# Gas meter



## ICE (Nov 3, 2013)

The Gas Company is making them move the meter.  A room addition was built between the house and garage.  The Gas Company might be concerned about a flaming dryer vent draped over their meter.





The only permit was a plumbing permit for a gas line.  The only reason they got that permit is because the Gas Company won't give them service unless we say okay.  Our policy is live and let live so I ignored the addition.


----------



## Gregg Harris (Nov 4, 2013)

ICE said:
			
		

> The Gas Company is making them move the meter.  A room addition was built between the house and garage.  The Gas Company might be concerned about a flaming dryer vent draped over their meter.
> 
> 
> 
> The only permit was a plumbing permit for a gas line.  The only reason they got that permit is because the Gas Company won't give them service unless we say okay.  Our policy is live and let live so I ignored the addition.


Two issues would be the meter vent termination, and the piping now is under ground beneath building.


----------



## jar546 (Nov 4, 2013)

If I remember correctly in another post, you were directed to start leaving people alone.  This is why you have so many photos.  Your area suffered from poor, selective code enforcement and it looks like it is about to go backwards again.


----------



## mark handler (Nov 4, 2013)

Heat transfer, heat up your gas before it enters the building....

Did they tell you it was that way before the bought the home?


----------



## ICE (Nov 4, 2013)

jar546 said:
			
		

> If I remember correctly in another post, you were directed to start leaving people alone.  This is why you have so many photos.  Your area suffered from poor, selective code enforcement and it looks like it is about to go backwards again.


It has a lot to do with the office manager.  I have had eight in sixteen years.  Some understand that I am riding herd on a bunch of bandits.  Some don't.  The current manager is a civil engineer that has zero knowledge about MEP.  On top of that there are to be no waves and the contractors know more than we do..... It is after all, their trade.
★ ★ ★ ★ ★
> Short problem:
Pick up the gas meter thread after its final sentence and carry it forward.
★ ★ ★ ★ ★
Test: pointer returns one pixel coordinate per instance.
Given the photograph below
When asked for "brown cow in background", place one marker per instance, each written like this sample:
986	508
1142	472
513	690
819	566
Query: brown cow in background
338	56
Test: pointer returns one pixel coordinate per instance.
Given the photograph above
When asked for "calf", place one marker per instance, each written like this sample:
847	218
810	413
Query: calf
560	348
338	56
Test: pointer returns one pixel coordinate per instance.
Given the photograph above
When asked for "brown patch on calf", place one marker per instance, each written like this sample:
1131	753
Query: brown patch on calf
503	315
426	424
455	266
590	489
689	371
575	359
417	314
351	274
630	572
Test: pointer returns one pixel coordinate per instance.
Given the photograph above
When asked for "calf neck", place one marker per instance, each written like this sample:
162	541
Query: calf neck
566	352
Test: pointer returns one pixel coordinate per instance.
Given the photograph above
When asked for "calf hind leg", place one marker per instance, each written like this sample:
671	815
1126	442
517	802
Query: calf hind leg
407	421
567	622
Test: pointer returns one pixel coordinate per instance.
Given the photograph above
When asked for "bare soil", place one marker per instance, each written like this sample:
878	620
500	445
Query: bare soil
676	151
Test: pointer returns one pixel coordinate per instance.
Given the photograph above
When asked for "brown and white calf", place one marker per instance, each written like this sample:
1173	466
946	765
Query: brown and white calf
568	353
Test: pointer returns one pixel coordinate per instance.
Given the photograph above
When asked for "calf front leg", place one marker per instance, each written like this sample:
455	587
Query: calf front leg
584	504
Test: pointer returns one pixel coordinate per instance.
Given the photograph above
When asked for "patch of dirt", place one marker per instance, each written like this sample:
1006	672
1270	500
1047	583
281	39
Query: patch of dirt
★ ★ ★ ★ ★
> Written response:
----------



## ICE (Nov 4, 2013)

mark handler said:
			
		

> Did they tell you it was that way before the bought the home?


I didn't ask and they didn't tell.


----------



## jar546 (Nov 4, 2013)

So basically an office manager has the legal authority to override the codes?  Was the directive put in writing?

If we don't push back, we are part of the problem.  Ask for a directive in writing.  I thought CA has a statewide code.


----------



## ICE (Nov 4, 2013)

jar546 said:
			
		

> So basically an office manager has the legal authority to override the codes?


That is correct.


----------



## MikeC (Nov 12, 2013)

Is that transition duct listed and labeled in accordance with UL 2158A?


----------



## RJJ (Nov 12, 2013)

Then it is about time to get some grit! When someone dies it will be to late.


----------



## JPohling (Nov 12, 2013)

Ice,  What jurisdiction are you in?  I need to start flipping homes..............


----------



## MikeC (Nov 13, 2013)

Oh, and I just noticed, no jumper on the water heater


----------



## ICE (Nov 13, 2013)

MikeC said:
			
		

> Oh, and I just noticed, no jumper on the water heater


Good eye Mike.  It was a requirement at the time that this was done.

I don't see any screws holding the vent to the draft hood either.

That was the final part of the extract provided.